Study material START

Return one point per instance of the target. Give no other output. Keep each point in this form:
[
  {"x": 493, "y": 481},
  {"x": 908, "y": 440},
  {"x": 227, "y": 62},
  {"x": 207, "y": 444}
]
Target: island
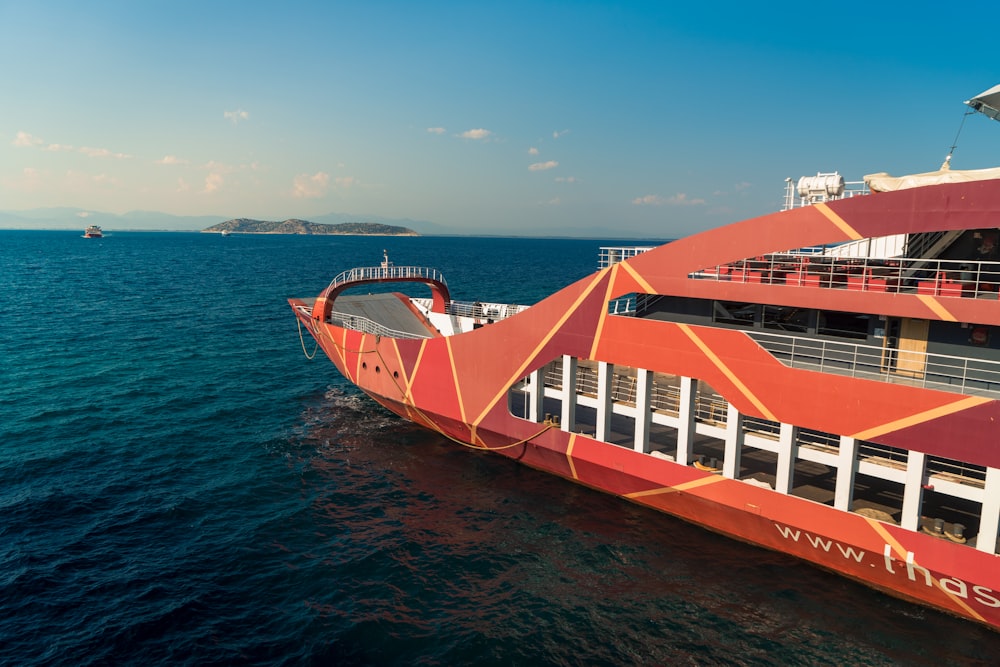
[{"x": 294, "y": 226}]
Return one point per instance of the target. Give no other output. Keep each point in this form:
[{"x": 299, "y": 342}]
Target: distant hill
[{"x": 294, "y": 226}]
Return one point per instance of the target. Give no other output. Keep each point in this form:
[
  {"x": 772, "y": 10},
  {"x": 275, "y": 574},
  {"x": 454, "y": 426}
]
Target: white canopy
[
  {"x": 883, "y": 182},
  {"x": 987, "y": 102}
]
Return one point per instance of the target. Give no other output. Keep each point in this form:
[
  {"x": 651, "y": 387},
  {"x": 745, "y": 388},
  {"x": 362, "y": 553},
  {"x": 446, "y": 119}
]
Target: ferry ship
[{"x": 823, "y": 381}]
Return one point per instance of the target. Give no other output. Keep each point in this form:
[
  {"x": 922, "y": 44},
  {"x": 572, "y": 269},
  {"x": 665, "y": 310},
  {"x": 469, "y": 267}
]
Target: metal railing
[
  {"x": 387, "y": 272},
  {"x": 482, "y": 310},
  {"x": 934, "y": 371},
  {"x": 935, "y": 277},
  {"x": 610, "y": 255}
]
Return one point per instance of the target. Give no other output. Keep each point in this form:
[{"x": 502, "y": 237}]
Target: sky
[{"x": 586, "y": 118}]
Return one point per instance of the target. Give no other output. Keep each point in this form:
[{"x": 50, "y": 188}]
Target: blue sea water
[{"x": 180, "y": 485}]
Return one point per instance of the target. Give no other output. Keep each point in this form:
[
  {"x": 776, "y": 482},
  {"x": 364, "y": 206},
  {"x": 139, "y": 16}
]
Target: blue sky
[{"x": 577, "y": 118}]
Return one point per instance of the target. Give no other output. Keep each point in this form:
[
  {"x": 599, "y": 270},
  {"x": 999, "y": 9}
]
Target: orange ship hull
[{"x": 459, "y": 386}]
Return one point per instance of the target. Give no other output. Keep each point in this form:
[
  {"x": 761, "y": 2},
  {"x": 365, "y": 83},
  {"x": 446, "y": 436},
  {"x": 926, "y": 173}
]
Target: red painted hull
[{"x": 458, "y": 385}]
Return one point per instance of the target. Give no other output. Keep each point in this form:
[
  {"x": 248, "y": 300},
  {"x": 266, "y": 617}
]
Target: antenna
[{"x": 947, "y": 160}]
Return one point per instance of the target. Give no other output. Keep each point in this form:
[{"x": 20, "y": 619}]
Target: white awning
[
  {"x": 883, "y": 182},
  {"x": 987, "y": 102}
]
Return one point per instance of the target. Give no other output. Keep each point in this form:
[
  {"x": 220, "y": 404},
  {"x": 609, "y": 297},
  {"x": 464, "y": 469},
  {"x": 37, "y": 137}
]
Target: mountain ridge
[{"x": 297, "y": 226}]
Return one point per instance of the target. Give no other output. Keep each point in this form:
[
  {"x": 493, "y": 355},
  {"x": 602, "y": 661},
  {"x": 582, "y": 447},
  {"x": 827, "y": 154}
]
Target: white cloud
[
  {"x": 212, "y": 183},
  {"x": 236, "y": 116},
  {"x": 679, "y": 199},
  {"x": 311, "y": 187},
  {"x": 25, "y": 139},
  {"x": 542, "y": 166},
  {"x": 477, "y": 134},
  {"x": 102, "y": 152}
]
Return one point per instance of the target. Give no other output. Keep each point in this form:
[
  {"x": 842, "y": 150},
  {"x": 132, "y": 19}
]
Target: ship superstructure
[{"x": 823, "y": 381}]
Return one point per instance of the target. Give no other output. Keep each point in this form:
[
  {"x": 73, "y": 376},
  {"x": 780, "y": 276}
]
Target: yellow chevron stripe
[
  {"x": 416, "y": 366},
  {"x": 647, "y": 288},
  {"x": 838, "y": 221},
  {"x": 921, "y": 417},
  {"x": 454, "y": 378},
  {"x": 604, "y": 312},
  {"x": 519, "y": 373},
  {"x": 936, "y": 306},
  {"x": 721, "y": 365},
  {"x": 361, "y": 346},
  {"x": 686, "y": 486},
  {"x": 901, "y": 552}
]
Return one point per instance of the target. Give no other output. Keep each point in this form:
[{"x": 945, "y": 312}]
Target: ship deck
[
  {"x": 386, "y": 310},
  {"x": 813, "y": 481}
]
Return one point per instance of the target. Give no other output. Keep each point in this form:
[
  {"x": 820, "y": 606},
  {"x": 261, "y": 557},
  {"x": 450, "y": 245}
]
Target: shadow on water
[{"x": 421, "y": 550}]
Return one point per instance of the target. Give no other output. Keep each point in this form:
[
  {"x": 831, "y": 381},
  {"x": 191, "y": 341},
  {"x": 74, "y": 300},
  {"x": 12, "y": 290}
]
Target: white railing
[
  {"x": 610, "y": 256},
  {"x": 622, "y": 306},
  {"x": 387, "y": 272},
  {"x": 935, "y": 277},
  {"x": 934, "y": 371},
  {"x": 481, "y": 310}
]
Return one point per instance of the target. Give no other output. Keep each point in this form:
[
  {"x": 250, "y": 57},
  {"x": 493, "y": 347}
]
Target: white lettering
[
  {"x": 849, "y": 552},
  {"x": 963, "y": 589},
  {"x": 819, "y": 542},
  {"x": 787, "y": 532},
  {"x": 911, "y": 566},
  {"x": 888, "y": 559}
]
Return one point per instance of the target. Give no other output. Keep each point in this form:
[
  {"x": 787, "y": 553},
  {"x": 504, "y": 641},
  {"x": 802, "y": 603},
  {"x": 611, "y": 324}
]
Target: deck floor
[{"x": 386, "y": 309}]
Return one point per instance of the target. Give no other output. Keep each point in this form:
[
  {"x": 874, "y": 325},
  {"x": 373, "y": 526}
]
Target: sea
[{"x": 181, "y": 485}]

Study material END

### Work item
Output each record above exactly as it stands, excluding all pictures.

### Problem solution
Return one point per instance of the target. Give no other output. Keep each point in this form:
[
  {"x": 493, "y": 481},
  {"x": 908, "y": 440},
  {"x": 227, "y": 62},
  {"x": 207, "y": 444}
]
Target: island
[{"x": 294, "y": 226}]
Return one point per instance of the target. Give no other output. Keep each point in this form:
[{"x": 299, "y": 342}]
Target: distant hill
[{"x": 294, "y": 226}]
Return one point per instance of the target. Give no other output. Keep each point in this form:
[
  {"x": 772, "y": 10},
  {"x": 275, "y": 574},
  {"x": 454, "y": 426}
]
Target: white canopy
[
  {"x": 883, "y": 182},
  {"x": 987, "y": 102}
]
Return one point per instance of the target. Give no other output. Keep each point in this form:
[
  {"x": 651, "y": 387},
  {"x": 745, "y": 388},
  {"x": 362, "y": 553},
  {"x": 446, "y": 119}
]
Target: ferry ship
[{"x": 823, "y": 381}]
Return one point per instance of the target. Give no other output. Keep each point in this form:
[
  {"x": 922, "y": 44},
  {"x": 572, "y": 269},
  {"x": 665, "y": 310},
  {"x": 469, "y": 267}
]
Target: metal railing
[
  {"x": 387, "y": 272},
  {"x": 482, "y": 310},
  {"x": 934, "y": 371},
  {"x": 935, "y": 277},
  {"x": 610, "y": 255}
]
Return one point per instance of the target. Give no other output. Keep each point in this form:
[{"x": 502, "y": 237}]
Target: sky
[{"x": 586, "y": 118}]
Return one point per instance of the target. Give no other output. Keep each point in this form:
[{"x": 50, "y": 188}]
Target: blue sea water
[{"x": 180, "y": 485}]
Return one point per instance of the target. Give no other output. Keep each point in this form:
[
  {"x": 776, "y": 482},
  {"x": 364, "y": 206},
  {"x": 139, "y": 16}
]
Target: blue sky
[{"x": 577, "y": 118}]
Return one point per instance of the target. Give no other output. Keep each point in this form:
[
  {"x": 599, "y": 270},
  {"x": 999, "y": 9}
]
Target: orange ship hull
[{"x": 459, "y": 386}]
Return one point per instance of the target. Give no other output. Keep each point in this form:
[
  {"x": 761, "y": 2},
  {"x": 365, "y": 83},
  {"x": 446, "y": 436},
  {"x": 926, "y": 173}
]
Target: red painted hull
[{"x": 458, "y": 385}]
Return one point per instance of the target. Give no other output. Keep each point in this form:
[
  {"x": 248, "y": 300},
  {"x": 266, "y": 617}
]
Target: antenna
[{"x": 947, "y": 160}]
Return one point per instance of the target. Give no other output. Keep each point in this form:
[{"x": 20, "y": 619}]
Target: white awning
[
  {"x": 883, "y": 182},
  {"x": 987, "y": 102}
]
Return one point per instance of the target. Give no other output. Keep each point in this form:
[
  {"x": 220, "y": 404},
  {"x": 609, "y": 297},
  {"x": 464, "y": 469},
  {"x": 37, "y": 137}
]
Target: mountain ridge
[{"x": 297, "y": 226}]
Return one point per instance of the target. Give no other output. Keep each point in this form:
[
  {"x": 493, "y": 355},
  {"x": 602, "y": 661},
  {"x": 582, "y": 447},
  {"x": 827, "y": 154}
]
Target: white cloud
[
  {"x": 212, "y": 183},
  {"x": 236, "y": 116},
  {"x": 679, "y": 199},
  {"x": 311, "y": 187},
  {"x": 25, "y": 139},
  {"x": 542, "y": 166},
  {"x": 477, "y": 134},
  {"x": 102, "y": 152}
]
Return one point per instance of the target. Give no other output. Keep each point in this form:
[
  {"x": 842, "y": 150},
  {"x": 132, "y": 19}
]
Target: ship superstructure
[{"x": 823, "y": 381}]
Return one point per instance of the target. Give no other output. Keep each point in this form:
[
  {"x": 73, "y": 376},
  {"x": 780, "y": 276}
]
Target: yellow chevron stripe
[
  {"x": 416, "y": 366},
  {"x": 647, "y": 288},
  {"x": 838, "y": 221},
  {"x": 921, "y": 417},
  {"x": 454, "y": 378},
  {"x": 604, "y": 312},
  {"x": 519, "y": 373},
  {"x": 936, "y": 306},
  {"x": 721, "y": 365},
  {"x": 361, "y": 346},
  {"x": 686, "y": 486},
  {"x": 901, "y": 552}
]
Return one point per instance of the target. Give no other output. Keep each point in this form:
[{"x": 945, "y": 312}]
Target: ship deck
[
  {"x": 386, "y": 310},
  {"x": 813, "y": 481}
]
Return one point per instance of the target. Give no other output. Keep each point in this form:
[
  {"x": 820, "y": 606},
  {"x": 261, "y": 557},
  {"x": 450, "y": 245}
]
Target: shadow on water
[{"x": 421, "y": 550}]
Return one point per instance of the target. Give no other output. Keep each point in this form:
[
  {"x": 831, "y": 381},
  {"x": 191, "y": 341},
  {"x": 74, "y": 300},
  {"x": 12, "y": 290}
]
Target: white railing
[
  {"x": 610, "y": 256},
  {"x": 622, "y": 306},
  {"x": 387, "y": 272},
  {"x": 935, "y": 277},
  {"x": 934, "y": 371},
  {"x": 481, "y": 310}
]
Return one point per instance of the target. Give no other output. Keep each point in this form:
[
  {"x": 250, "y": 57},
  {"x": 493, "y": 347}
]
Target: white lettering
[
  {"x": 849, "y": 552},
  {"x": 963, "y": 589},
  {"x": 819, "y": 542},
  {"x": 787, "y": 532},
  {"x": 911, "y": 566},
  {"x": 888, "y": 559}
]
Return one point per instance of the target. Give no other output. Keep each point in this form:
[
  {"x": 787, "y": 553},
  {"x": 504, "y": 641},
  {"x": 802, "y": 603},
  {"x": 611, "y": 324}
]
Target: deck floor
[{"x": 386, "y": 309}]
Return one point per instance of the target. Give no other output. Keep each point in this form:
[
  {"x": 874, "y": 325},
  {"x": 373, "y": 526}
]
Target: sea
[{"x": 181, "y": 485}]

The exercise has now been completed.